Only the lines from the one containing "point: knit mitten" through the end of the entries should be repeated, exactly as they appear, first and last included.

::::

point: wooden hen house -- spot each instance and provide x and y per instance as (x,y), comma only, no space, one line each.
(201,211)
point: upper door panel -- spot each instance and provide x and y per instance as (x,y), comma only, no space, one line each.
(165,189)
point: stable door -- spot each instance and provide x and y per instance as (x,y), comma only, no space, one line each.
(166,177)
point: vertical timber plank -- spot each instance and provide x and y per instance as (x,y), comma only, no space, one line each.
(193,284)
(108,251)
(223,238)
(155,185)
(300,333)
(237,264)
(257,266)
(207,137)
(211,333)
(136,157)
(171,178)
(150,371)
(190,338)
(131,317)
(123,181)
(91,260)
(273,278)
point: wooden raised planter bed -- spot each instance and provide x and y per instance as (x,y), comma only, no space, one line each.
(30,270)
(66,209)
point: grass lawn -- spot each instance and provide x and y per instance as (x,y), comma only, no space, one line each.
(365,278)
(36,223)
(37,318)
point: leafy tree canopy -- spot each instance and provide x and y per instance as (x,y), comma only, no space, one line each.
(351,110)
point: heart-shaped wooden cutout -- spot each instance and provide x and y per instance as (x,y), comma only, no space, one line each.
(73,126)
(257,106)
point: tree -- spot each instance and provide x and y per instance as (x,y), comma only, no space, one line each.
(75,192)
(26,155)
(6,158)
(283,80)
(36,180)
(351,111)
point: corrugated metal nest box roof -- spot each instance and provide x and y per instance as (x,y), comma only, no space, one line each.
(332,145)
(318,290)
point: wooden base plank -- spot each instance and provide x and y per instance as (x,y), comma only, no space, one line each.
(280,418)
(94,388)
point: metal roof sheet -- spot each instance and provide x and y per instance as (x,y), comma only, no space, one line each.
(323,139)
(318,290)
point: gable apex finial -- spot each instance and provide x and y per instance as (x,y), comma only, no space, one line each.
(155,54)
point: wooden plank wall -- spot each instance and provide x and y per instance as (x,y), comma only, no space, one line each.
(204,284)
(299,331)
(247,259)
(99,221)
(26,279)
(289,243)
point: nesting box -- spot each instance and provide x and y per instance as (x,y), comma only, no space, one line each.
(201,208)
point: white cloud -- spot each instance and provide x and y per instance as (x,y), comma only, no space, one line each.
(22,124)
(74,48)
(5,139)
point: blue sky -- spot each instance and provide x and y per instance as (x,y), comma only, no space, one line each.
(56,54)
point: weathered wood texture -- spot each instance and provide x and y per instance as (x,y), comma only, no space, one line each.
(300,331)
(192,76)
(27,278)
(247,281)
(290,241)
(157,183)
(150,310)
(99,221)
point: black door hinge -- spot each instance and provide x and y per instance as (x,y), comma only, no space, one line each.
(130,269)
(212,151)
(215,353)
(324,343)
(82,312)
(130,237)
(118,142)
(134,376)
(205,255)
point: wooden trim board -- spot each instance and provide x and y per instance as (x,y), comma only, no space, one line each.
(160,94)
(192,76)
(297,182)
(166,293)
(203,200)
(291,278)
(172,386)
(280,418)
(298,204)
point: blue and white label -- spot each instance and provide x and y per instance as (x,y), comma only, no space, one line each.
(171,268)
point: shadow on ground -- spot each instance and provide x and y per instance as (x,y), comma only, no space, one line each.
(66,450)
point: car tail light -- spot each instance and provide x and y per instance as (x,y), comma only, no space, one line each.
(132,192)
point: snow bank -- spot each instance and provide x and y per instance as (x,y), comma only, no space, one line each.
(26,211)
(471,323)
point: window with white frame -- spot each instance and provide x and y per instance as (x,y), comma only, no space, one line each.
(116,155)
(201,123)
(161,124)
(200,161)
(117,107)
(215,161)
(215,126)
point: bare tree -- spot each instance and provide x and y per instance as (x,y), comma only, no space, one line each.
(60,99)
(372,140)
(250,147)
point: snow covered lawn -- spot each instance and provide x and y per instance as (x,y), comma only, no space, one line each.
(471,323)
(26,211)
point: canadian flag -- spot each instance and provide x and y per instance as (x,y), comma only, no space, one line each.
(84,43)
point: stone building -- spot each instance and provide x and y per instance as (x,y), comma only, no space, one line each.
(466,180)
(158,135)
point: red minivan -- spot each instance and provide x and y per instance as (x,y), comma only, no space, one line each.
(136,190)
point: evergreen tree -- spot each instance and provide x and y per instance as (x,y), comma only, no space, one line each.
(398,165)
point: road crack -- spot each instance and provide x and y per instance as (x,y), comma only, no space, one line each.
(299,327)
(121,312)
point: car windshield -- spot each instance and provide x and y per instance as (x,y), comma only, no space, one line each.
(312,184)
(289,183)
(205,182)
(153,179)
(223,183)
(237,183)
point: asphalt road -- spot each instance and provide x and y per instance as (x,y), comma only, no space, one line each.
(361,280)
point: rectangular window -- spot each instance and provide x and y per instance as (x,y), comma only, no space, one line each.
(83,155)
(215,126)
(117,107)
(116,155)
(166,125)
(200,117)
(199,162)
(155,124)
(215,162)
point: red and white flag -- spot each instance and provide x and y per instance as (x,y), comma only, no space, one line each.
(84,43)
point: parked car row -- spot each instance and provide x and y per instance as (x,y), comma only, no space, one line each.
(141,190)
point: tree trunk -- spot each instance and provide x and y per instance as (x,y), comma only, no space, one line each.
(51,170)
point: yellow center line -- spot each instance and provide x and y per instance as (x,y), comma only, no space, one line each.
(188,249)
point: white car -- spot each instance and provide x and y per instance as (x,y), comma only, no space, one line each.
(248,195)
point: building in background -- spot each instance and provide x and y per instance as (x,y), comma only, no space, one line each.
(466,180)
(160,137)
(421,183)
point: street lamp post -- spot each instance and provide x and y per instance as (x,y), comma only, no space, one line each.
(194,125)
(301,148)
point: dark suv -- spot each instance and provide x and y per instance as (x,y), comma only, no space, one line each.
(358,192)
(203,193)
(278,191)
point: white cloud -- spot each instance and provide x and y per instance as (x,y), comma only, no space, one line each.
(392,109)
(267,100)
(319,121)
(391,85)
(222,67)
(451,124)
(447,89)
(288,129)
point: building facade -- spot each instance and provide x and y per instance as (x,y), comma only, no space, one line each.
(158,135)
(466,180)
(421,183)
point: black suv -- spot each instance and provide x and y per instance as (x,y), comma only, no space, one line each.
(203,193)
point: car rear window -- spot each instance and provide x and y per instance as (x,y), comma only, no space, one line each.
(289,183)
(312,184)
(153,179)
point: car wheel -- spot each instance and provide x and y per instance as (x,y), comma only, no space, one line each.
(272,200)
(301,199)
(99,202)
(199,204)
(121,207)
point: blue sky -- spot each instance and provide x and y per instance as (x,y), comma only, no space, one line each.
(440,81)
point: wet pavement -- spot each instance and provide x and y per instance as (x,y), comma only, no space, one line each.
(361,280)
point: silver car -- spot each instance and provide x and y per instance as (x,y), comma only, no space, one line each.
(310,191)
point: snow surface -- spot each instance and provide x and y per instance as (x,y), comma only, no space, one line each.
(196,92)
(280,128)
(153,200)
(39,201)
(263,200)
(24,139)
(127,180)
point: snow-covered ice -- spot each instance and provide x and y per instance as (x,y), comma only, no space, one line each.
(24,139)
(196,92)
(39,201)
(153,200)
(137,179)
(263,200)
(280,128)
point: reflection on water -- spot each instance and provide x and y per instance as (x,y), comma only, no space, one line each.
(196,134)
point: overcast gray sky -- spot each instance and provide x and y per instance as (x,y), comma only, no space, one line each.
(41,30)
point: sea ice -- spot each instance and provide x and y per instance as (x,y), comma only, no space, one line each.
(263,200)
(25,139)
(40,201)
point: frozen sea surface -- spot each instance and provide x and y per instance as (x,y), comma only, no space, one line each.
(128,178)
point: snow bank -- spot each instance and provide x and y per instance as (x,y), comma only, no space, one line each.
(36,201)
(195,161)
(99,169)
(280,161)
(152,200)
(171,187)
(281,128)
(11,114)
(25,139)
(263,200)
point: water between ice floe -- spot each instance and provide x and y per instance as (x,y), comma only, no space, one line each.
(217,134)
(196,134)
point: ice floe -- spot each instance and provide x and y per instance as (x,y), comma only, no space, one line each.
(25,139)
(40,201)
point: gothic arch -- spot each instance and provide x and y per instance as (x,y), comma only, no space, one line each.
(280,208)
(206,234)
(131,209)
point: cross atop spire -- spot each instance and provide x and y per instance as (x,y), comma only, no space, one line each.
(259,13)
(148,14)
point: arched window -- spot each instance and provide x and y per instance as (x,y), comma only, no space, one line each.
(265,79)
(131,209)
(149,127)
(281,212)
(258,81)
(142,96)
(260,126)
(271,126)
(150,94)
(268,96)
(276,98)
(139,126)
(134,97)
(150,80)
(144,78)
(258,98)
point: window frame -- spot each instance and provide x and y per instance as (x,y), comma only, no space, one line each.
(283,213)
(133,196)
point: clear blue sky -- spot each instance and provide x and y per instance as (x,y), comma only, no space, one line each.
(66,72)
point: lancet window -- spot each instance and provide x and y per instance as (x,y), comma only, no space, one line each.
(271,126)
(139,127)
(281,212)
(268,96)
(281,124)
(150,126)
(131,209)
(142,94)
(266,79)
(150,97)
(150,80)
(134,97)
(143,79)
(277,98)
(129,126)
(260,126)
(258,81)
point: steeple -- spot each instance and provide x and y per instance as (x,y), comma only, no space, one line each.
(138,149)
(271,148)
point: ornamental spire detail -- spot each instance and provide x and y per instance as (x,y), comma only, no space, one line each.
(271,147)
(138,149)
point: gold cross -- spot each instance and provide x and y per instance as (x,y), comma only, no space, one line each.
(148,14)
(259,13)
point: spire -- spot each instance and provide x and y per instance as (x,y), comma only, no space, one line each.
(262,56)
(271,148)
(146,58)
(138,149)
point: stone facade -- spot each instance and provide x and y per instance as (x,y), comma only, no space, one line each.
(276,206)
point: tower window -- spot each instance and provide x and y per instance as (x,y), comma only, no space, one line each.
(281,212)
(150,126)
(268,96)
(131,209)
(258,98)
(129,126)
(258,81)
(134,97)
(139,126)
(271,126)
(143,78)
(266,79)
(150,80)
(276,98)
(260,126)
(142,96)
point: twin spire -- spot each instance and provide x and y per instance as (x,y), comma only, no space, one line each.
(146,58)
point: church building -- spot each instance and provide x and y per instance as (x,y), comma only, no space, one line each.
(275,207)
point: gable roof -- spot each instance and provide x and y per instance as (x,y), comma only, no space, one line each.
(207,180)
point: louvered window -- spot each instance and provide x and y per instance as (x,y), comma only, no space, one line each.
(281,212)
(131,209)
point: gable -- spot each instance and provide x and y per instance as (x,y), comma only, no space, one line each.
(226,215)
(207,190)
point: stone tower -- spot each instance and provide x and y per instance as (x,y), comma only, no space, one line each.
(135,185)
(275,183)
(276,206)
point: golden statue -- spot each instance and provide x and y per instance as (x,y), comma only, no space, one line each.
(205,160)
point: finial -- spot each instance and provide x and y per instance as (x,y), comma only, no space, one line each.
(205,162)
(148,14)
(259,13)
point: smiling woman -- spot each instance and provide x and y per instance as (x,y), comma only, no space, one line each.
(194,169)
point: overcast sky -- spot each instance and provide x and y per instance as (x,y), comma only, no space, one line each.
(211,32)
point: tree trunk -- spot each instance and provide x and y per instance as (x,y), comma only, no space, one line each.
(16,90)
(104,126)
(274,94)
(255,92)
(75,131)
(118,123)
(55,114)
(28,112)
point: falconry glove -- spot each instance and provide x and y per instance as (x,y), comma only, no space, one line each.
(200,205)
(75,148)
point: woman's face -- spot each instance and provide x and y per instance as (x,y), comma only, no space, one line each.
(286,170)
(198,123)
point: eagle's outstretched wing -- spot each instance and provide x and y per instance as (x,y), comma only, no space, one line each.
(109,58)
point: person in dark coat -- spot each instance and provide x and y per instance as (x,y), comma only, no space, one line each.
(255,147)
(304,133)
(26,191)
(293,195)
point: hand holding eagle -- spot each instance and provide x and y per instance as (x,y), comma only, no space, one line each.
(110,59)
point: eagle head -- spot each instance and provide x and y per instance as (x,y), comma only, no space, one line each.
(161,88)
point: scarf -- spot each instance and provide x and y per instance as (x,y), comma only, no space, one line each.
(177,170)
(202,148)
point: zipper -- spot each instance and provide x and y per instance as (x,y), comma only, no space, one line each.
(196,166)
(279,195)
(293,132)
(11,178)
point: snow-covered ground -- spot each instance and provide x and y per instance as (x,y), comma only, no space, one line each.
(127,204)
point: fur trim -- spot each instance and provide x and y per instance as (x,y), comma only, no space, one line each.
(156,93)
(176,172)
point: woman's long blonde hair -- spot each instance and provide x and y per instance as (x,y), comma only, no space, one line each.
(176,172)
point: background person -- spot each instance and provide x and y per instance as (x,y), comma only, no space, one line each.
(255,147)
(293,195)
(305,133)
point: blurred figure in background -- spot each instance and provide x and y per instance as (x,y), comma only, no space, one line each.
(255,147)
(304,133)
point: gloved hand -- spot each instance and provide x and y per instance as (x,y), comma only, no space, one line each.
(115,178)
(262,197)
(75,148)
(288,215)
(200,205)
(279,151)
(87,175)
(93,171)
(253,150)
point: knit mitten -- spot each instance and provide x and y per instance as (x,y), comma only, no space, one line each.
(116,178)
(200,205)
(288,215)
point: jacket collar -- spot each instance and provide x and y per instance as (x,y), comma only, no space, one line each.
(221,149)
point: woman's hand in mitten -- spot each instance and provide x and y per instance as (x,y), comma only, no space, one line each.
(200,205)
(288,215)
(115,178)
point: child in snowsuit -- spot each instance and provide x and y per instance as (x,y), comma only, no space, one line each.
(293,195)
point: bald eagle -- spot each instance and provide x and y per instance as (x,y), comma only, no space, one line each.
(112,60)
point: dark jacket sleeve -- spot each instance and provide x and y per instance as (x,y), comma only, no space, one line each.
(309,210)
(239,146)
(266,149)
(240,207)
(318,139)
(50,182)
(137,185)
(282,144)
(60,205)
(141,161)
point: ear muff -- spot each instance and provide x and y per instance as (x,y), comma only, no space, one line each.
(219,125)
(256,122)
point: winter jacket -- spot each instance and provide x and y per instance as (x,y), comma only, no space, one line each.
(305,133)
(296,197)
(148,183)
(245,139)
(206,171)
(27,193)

::::

OUTPUT FOR THIS EXERCISE
point: knit mitten -- spot each instance and provide x and y per instance as (x,y), comma only, no space, one line each.
(116,178)
(200,205)
(288,215)
point: jacket collar -- spot each instance and provide x and y per instance as (x,y), comma only, no space, one line each.
(221,149)
point: woman's hand in mitten -- spot each instance and provide x and y per instance as (x,y), comma only, no space, one line each.
(200,205)
(288,215)
(115,178)
point: child in snowsuit -- spot each instance and provide x and y per instance as (x,y), comma only, no space, one line each.
(293,195)
point: bald eagle -- spot each instance and provide x and y per instance as (x,y), comma only, no space, one line each.
(112,60)
point: dark jacket sleeve -- spot each instance and provide x and y per instance as (x,y), comma only, no space, one line each.
(309,210)
(239,146)
(266,149)
(240,207)
(318,139)
(50,182)
(137,185)
(282,144)
(60,205)
(141,161)
point: ear muff -- spot each instance and provide x and y per instance as (x,y), comma only, no space, one line each.
(219,125)
(256,122)
point: winter jacket -- spot each instance and provide x and y per instance as (x,y), comma only, no space, one line each.
(305,133)
(296,197)
(148,183)
(245,139)
(206,171)
(27,193)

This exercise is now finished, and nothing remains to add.